Prompt: Locate the line that contains "Expected content: woman's eye.", then copy it and all later lines of the data below exactly, through the last one.

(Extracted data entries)
*-*-*
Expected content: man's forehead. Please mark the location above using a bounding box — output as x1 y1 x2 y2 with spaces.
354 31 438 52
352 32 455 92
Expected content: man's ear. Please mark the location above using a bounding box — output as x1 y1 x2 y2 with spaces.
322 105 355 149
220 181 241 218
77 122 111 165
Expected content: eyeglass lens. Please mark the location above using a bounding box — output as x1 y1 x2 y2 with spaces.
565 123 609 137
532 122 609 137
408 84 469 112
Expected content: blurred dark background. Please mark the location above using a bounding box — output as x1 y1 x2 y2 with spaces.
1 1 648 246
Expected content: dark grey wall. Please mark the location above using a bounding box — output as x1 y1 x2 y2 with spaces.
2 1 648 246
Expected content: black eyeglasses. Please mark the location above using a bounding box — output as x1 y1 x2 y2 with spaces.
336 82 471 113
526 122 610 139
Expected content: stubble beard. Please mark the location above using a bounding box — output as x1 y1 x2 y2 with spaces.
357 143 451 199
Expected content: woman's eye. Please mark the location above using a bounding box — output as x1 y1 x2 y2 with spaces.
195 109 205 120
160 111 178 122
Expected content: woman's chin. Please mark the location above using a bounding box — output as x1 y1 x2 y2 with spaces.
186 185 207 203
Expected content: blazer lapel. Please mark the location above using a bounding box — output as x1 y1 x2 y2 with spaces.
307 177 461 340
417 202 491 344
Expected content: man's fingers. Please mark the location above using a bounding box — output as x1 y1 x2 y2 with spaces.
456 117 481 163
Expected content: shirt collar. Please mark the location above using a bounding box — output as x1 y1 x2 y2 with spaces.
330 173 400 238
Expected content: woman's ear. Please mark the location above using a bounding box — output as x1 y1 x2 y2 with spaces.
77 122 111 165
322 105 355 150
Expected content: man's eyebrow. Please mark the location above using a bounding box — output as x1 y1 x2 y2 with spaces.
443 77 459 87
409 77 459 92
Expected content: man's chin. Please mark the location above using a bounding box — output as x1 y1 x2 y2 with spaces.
*-*-*
Written response:
Expected content: woman's eye. Please mark the location above using a bounding box — output as x1 y1 x2 y2 with spaces.
195 109 205 120
160 111 178 122
Expected content: woman's chin. Please mark the location above using a bounding box — output as x1 y1 x2 y2 with spaces.
186 185 207 203
Expected content: blazer lapel. Please mark the location above using a bounding box — output as x1 y1 x2 y2 with spaces.
307 177 461 340
417 202 491 344
Expected content: man's fingers. Please mark the location above using a bounding box — output as x1 y1 x2 y2 with spaces.
456 117 481 163
Expected content: shirt collar. Please mark the location above using a bounding box — output as x1 y1 x2 y2 with spaces.
330 173 400 238
Expected content: woman's ear. Please mark the location above using a bounding box — output as x1 y1 x2 y2 with spaces.
77 122 111 165
322 105 355 150
Expected content: man's eyebrow. Please mark the location above using a bounding box — output as x1 y1 x2 y2 with spaces.
443 77 459 87
409 77 459 92
Expected content: man's chin. Please mark the location above using a bounding box — output as x1 y1 x2 y2 with spaces.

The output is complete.